Consegna 1:
Elenca ogni riga dei record che contiene la stringa "instance", tenendo conto di maiuscole e minuscole.

Brano da leggere:
«A un passo dalla gloria»: quante volte, narrando di occasioni mancate, si utilizza questa famosa frase? Il Torino, durante la finale di Coppa UEFA della stagione 1991/1992, è andato ancora più vicino al trionfo: non un passo, ma pochi centimetri.
Il Torino e la Coppa UEFA 1991/1992 – Il percorso per arrivare a sognare
La compagine torinese, guidata da Emiliano Mondonico, tornava in Europa dopo un’assenza che durava dal 1987. Quattro anni nei quali i granata hanno conosciuto, nell’ordine, la finale di Coppa Italia nel 1988 – persa contro la Sampdoria –, un’amara retrocessione in Serie B nel 1989, l’immediata risalita nella massima serie nel 1990 e un ottimo quinto posto in Serie A – con annesso ritorno sul palcoscenico continentale – nel 1991. Proprio nella stagione 1990/1991, peraltro, si annovera anche il trionfo in Coppa Mitropa – competizione ormai soppressa alla quale, nelle ultime edizioni, partecipavano le squadre vincitrici dei campionati di secondo livello, nel nostro caso dunque la Serie B –, che spezza un digiuno di allori che durava dai tempi dello storico ed ultimo scudetto del 1975/1976.
Il primo avversario del Torino, nel primo turno di Coppa UEFA, è la compagine dilettantistica islandese del Reykjavik. Il 2-0 dell’andata sull’isola nordica porta le firme dei difensori Roberto Mussi ed Enrico Annoni, mentre la sfida di ritorno in Piemonte si conclude in goleada: 6-1, con i granata avanti con Giorgio Bresciani, raggiunti da Skulasson, ma poi scatenati e a segno con Roberto Policano, Rafael Martín Vázquez, Giuseppe Carillo e Vincenzo Scifo – quest’ultimo con una doppietta.

(Record di dati estratti)
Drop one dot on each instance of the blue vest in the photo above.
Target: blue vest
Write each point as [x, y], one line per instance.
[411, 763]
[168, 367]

Consegna 2:
Secondo il brano sul Torino, contro quale squadra i granata persero la finale di Coppa Italia del 1988?

Risposta 1:
Drop one dot on each instance of the blue vest in the photo above.
Write each point as [x, y], one line per instance.

Risposta 2:
Contro la Sampdoria.